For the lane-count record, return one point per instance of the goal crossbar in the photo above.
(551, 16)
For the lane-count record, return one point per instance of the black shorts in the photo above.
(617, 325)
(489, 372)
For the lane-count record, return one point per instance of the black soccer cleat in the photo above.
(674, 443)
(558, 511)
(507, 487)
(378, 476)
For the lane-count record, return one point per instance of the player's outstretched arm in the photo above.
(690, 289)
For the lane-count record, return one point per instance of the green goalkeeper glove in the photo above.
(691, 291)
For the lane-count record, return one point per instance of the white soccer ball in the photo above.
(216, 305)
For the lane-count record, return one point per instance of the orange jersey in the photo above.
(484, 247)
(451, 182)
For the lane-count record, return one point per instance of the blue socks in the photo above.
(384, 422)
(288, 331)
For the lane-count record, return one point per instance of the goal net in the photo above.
...
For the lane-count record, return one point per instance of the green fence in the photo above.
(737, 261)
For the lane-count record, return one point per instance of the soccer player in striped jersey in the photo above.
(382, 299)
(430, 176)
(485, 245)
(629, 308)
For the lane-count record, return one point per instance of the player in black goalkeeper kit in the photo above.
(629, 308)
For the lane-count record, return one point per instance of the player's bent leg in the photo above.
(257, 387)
* * *
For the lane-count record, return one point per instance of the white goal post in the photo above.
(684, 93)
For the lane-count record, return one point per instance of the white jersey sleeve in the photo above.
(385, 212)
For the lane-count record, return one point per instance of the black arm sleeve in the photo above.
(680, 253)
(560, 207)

§ **THE TASK**: In the listing above, locate the line containing "glove in the photo above." and the line containing "net in the photo above.". Transcribe those two lines and everything between them, exactly as written.

§ **WRITTEN RESPONSE**:
For the lane-count record, return one point per instance of the green goalkeeper glove in the photo above.
(691, 291)
For the lane-count record, return one point per instance of the white soccer ball in the photo above.
(216, 305)
For the lane-count record, return one point per instance of the orange jersey in the photo above.
(484, 247)
(451, 182)
For the lane-count record, return one point per instance of the blue socks in the photo above.
(384, 422)
(288, 331)
For the lane-count record, return one point per instance of the goal net in the photo above.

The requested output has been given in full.